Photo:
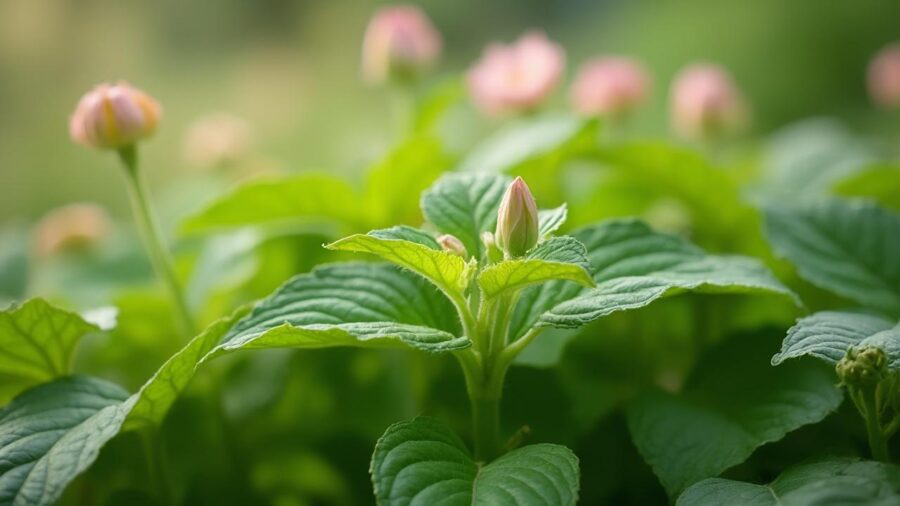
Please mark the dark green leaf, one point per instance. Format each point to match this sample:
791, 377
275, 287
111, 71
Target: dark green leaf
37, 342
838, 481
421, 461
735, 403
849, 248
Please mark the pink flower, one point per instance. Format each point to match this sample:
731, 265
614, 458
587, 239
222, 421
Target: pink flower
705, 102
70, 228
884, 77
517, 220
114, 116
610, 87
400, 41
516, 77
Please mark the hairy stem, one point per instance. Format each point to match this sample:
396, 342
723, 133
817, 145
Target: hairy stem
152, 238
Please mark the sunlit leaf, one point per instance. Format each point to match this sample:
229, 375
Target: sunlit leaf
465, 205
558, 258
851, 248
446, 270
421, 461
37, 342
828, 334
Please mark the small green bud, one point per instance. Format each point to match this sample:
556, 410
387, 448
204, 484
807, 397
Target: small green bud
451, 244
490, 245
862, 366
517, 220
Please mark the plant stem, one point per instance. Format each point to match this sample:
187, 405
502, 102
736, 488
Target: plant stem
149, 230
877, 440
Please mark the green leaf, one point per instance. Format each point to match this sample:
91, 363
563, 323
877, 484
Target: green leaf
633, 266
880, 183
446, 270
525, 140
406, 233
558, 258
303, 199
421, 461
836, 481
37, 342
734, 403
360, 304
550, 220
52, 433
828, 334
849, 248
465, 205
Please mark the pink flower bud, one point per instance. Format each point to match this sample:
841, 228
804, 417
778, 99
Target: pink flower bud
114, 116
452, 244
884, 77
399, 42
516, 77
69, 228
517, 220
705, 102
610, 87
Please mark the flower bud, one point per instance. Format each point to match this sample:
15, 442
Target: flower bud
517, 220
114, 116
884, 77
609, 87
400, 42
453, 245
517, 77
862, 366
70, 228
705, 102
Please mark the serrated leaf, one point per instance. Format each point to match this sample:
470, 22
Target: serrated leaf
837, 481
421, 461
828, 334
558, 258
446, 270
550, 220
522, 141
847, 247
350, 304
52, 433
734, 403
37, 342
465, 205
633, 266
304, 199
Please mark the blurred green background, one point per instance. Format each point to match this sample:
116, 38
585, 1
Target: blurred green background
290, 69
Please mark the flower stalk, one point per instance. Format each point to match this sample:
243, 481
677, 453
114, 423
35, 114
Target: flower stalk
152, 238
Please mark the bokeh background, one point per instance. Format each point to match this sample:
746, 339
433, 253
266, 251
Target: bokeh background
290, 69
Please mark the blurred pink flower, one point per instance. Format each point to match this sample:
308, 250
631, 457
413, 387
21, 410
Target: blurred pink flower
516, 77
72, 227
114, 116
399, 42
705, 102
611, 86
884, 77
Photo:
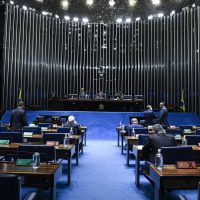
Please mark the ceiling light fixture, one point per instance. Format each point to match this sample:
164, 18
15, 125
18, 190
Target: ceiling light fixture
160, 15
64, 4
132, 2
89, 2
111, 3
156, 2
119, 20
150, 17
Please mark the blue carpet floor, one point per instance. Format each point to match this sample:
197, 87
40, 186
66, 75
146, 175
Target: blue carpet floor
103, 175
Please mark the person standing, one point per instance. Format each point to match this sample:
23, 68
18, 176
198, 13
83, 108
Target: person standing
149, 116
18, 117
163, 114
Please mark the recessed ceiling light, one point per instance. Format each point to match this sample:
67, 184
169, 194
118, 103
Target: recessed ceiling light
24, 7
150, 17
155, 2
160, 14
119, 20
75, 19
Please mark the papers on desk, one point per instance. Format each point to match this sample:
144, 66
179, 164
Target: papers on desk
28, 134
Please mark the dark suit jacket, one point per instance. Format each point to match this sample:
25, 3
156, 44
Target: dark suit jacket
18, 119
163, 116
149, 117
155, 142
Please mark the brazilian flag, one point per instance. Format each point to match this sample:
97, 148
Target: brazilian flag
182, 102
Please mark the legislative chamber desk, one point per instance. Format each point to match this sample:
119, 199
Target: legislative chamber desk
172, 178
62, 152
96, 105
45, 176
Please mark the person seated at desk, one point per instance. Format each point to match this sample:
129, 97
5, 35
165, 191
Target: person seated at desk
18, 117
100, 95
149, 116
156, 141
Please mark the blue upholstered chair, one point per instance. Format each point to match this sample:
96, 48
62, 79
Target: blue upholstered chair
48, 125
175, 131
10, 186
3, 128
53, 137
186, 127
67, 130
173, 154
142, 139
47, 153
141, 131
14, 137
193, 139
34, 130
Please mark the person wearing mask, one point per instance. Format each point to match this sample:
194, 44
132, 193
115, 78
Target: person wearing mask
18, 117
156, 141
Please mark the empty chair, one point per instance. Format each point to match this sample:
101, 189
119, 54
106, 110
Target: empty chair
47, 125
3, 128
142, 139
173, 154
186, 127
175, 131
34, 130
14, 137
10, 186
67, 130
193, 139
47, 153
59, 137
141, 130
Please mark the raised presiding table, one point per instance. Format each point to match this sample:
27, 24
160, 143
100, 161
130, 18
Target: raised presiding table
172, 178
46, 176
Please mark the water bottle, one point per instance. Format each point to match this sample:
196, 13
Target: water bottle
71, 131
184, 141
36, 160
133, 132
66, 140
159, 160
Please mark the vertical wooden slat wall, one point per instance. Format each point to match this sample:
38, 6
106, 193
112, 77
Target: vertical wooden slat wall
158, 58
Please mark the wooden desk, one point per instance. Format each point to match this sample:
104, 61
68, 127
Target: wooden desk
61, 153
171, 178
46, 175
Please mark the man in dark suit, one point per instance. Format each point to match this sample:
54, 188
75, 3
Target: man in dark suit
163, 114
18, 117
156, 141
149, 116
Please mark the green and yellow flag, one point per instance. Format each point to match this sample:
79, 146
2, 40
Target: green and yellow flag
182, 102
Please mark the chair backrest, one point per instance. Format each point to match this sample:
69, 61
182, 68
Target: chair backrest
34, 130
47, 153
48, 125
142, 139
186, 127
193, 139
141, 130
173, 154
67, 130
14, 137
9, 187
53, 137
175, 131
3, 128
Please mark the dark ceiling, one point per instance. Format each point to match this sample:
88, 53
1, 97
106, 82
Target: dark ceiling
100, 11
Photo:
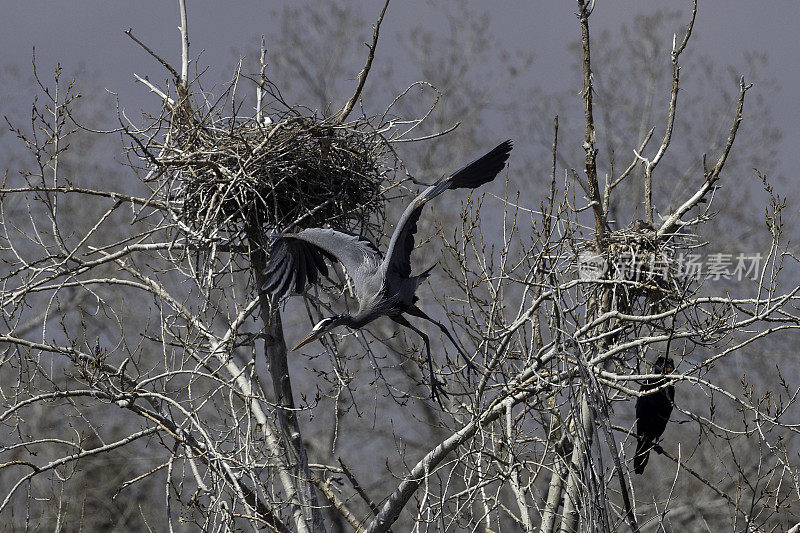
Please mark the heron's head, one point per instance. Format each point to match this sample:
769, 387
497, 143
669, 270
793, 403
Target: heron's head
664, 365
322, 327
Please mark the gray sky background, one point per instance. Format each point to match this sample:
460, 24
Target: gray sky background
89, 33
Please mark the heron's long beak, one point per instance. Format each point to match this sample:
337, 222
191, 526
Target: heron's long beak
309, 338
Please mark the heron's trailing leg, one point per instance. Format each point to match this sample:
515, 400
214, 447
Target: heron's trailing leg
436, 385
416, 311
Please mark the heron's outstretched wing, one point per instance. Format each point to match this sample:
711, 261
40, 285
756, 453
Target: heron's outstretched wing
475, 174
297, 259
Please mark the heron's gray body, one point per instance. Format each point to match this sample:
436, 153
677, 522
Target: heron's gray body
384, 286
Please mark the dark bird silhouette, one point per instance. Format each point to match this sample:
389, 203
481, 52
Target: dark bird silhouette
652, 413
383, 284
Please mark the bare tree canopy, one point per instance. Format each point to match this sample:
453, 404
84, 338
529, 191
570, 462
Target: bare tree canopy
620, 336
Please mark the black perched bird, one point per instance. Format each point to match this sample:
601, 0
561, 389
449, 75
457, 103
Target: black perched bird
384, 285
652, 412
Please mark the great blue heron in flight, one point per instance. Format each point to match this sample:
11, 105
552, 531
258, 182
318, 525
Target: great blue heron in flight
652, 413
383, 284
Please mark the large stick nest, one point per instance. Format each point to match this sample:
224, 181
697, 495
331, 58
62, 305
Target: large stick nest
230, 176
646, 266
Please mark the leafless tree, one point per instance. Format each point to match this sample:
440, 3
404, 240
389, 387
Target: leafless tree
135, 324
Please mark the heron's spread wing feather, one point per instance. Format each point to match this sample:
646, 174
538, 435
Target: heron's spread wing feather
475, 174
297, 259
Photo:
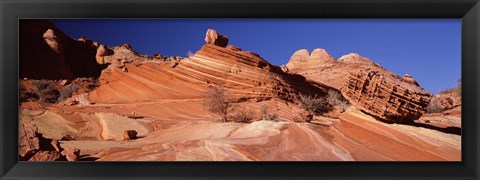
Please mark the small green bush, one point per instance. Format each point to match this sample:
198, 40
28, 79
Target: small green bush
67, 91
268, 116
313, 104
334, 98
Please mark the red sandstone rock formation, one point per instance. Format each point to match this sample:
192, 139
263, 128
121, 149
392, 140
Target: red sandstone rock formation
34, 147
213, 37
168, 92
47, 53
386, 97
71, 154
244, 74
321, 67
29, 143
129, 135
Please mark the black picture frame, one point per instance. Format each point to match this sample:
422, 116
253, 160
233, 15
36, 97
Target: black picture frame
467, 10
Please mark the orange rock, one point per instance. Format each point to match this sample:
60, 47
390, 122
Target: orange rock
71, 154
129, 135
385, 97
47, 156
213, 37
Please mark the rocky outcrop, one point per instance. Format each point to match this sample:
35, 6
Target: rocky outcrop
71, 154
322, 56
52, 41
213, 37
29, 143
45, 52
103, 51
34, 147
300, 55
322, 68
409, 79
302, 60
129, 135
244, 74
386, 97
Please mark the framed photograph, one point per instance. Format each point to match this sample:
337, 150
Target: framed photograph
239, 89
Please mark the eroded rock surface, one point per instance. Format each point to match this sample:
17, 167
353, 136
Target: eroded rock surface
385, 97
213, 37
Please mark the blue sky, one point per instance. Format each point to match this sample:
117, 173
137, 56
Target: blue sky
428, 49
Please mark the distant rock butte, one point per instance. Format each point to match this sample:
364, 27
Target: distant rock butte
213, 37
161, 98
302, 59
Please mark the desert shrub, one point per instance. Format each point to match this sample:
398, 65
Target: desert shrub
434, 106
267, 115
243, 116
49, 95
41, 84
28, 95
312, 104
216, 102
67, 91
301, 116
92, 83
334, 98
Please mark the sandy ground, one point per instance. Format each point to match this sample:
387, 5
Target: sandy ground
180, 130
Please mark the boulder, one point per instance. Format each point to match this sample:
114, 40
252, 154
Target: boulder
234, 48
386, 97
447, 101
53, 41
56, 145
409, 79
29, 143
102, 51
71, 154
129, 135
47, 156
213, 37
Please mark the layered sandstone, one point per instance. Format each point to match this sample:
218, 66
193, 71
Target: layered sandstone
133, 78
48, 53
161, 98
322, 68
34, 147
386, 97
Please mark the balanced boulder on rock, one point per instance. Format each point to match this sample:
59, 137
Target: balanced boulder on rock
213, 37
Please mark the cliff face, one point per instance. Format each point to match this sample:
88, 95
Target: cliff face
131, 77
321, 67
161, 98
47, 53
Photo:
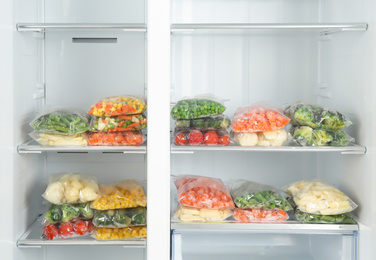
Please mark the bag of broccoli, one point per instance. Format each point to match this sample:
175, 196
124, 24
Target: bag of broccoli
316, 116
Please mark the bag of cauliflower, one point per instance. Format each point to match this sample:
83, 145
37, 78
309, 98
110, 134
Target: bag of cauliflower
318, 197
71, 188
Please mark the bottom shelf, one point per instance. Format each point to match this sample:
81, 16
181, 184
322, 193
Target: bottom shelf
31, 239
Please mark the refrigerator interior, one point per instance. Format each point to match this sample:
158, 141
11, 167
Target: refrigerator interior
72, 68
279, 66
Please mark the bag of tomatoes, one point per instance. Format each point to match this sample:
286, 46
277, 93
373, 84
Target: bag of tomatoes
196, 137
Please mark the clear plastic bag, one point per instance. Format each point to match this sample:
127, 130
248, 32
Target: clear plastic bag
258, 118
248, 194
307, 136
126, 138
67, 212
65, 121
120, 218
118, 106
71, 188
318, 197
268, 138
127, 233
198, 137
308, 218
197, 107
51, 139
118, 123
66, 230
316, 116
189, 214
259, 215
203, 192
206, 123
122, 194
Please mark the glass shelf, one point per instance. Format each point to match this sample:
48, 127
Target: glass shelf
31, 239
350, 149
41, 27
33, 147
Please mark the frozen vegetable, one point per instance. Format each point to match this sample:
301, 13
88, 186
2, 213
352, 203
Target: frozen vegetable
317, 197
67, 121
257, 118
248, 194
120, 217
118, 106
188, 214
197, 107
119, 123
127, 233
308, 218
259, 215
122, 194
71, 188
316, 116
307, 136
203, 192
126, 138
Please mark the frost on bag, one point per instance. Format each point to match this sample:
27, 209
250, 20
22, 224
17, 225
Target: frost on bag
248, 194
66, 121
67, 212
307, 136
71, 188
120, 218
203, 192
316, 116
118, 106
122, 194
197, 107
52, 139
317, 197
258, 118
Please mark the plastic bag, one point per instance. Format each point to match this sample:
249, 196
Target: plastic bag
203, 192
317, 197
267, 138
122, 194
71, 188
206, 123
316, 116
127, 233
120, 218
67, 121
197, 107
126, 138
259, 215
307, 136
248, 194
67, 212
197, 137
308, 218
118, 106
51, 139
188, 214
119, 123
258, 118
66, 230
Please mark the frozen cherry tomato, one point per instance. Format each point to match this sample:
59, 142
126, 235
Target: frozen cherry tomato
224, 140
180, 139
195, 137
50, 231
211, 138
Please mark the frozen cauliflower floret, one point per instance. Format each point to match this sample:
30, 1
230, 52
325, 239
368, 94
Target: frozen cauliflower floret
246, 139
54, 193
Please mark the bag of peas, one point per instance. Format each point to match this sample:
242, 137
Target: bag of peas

## Aim
From the line holding "Please mark the frozen cherry" through the last line above, reproduce each line exactly and add nothing.

## Finished exercise
Please mark the frozen cherry tomato, one point per instance. Format each point to match this sample:
59, 142
126, 235
Target: frozen cherry tomato
224, 140
180, 139
195, 137
50, 231
211, 138
Please mark the frozen cauliflower floret, one point per instance. Format each point to match this sample:
30, 1
230, 52
325, 239
368, 94
Target: frozen cauliflower floret
246, 139
54, 193
Please mark the bag of peas, one point per instance. Format each point to match this sample:
242, 137
Target: bag of peas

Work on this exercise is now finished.